▶ **List of tasks**:
**a)** In the piece on Celtic's managers below, who did Neil take over from?
**b)** Continue the piece on Celtic's managers below from the point where it stops.

▶ **Document**:

Neil took over from Tony Mowbray, his first managerial appointment after working with the Youths at Lennoxtown.  His first season was the one that got away.  Defeat at Inverness with the title within their grasp, Walter Smith’s Rangers took their third successive title against the third difference Celtic manager.

Three months into the next season, Celtic were 10 points behind a Whyte-McCoist inspired Rangers, but that was overcome, with interest, by Christmas.  Celtic went on to win the league by 20 points, although 10 of them were as a penalty for Rangers incurring an insolvency event.

Thereafter it was plan sailing for Neil.  He never looked back in the league and reached the Champions League group stage twice, progressing to the knock-out stage on the first occasion.  He learned the managerial ropes at Celtic and did enough in his four years here to establish himself as a European-class manager.  He was our third unqualified success in four appointments.

By this summer it was evidence to all, including Neil, that significant rebuilding was needed.  The job was handed to Ronny Deila.

Ronny’s first challenge came in the Champions League qualifiers in the form of Legia Warsaw.  Despite the record books showing Celtic progressed after a 3-0 default home win, Legia wiped the floor with Celtic home and away.  Celtic looked like a team of strangers, unfamiliar with the system they were asked to play.

That was, of course, true, the system was unfamiliar, but it’s execution was miscalculated, the on-field results were deserved.  The Champions League playoff round against Maribor was unusual inasmuch as Celtic dominated the away first leg and deserved more than the 1-1 draw, but the Slovenians arrived in Glasgow with their game face on.  Celtic were outplayed and out of the Champions League.

▶ **Provided material**:
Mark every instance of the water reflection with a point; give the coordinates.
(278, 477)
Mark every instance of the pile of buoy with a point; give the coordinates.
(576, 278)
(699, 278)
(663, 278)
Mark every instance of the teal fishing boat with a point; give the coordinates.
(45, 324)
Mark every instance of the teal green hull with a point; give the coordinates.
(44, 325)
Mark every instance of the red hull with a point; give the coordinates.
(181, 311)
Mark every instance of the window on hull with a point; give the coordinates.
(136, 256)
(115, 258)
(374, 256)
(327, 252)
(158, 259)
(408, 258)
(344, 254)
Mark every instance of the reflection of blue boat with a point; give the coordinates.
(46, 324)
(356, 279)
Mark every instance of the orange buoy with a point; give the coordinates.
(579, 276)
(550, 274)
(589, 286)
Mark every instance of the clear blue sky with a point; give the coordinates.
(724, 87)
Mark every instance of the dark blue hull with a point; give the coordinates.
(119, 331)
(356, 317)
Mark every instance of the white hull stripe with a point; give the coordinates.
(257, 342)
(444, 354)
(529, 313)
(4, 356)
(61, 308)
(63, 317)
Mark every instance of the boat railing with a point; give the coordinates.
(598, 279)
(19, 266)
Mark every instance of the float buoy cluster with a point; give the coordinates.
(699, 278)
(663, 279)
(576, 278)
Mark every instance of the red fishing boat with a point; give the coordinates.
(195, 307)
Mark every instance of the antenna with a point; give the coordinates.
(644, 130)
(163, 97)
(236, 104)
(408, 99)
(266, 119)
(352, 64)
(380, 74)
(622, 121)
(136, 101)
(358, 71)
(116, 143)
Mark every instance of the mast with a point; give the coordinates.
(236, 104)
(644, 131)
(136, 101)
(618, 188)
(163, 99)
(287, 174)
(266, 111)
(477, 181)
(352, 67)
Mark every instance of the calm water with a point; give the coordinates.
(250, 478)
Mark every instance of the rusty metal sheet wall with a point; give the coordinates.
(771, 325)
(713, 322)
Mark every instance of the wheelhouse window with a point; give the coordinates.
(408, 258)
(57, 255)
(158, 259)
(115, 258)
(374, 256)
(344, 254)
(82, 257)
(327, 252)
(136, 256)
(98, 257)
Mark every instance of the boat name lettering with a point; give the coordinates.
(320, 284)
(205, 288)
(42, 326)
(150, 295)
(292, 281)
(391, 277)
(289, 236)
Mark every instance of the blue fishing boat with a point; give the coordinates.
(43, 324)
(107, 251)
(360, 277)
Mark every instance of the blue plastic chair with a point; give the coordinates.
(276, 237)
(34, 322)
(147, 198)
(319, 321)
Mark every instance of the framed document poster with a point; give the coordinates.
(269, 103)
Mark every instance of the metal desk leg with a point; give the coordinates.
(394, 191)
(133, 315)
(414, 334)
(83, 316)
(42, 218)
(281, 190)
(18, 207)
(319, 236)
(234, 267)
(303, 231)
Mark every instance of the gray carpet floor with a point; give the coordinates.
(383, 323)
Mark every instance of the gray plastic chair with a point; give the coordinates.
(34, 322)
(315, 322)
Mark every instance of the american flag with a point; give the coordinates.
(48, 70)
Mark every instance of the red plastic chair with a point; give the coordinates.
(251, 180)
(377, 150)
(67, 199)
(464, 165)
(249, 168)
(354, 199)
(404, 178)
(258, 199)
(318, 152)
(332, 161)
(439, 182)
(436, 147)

▶ **Task results**:
**a)** Tony Mowbray

**b)**
Things slowly got better, although home performances against Motherwell (by my measure the worst) and Hamilton Accies (who were impressive), and latterly Ross County indicated there is still a long way to go.

Ronny’s Celtic found their feet in the Europa League, where they finished second behind a very accomplished Salzburg.  The away performances against Salzburg and Astra gave an insight into how things could be for this Celtic team.

It was, to say the least, disappointing not to qualify for the Champions League.  It denied the club millions of pounds and shaded our trump card in to be used in attracting players, but in reality we’re not a Champions League team this season.  The Europa’ gave us an opportunity to play European football on our level, pick up coefficient points and extended interest after Christmas (if you’re young this won’t mean much, if you’re my age, you’ll recall this being our Holy Grail).

Inter Milan await in the next round.  They are also going through a rebuilding exercise and are as vulnerable to lesser-resourced teams as Celtic – so unlike Juventus two years ago – we have a sporting chance.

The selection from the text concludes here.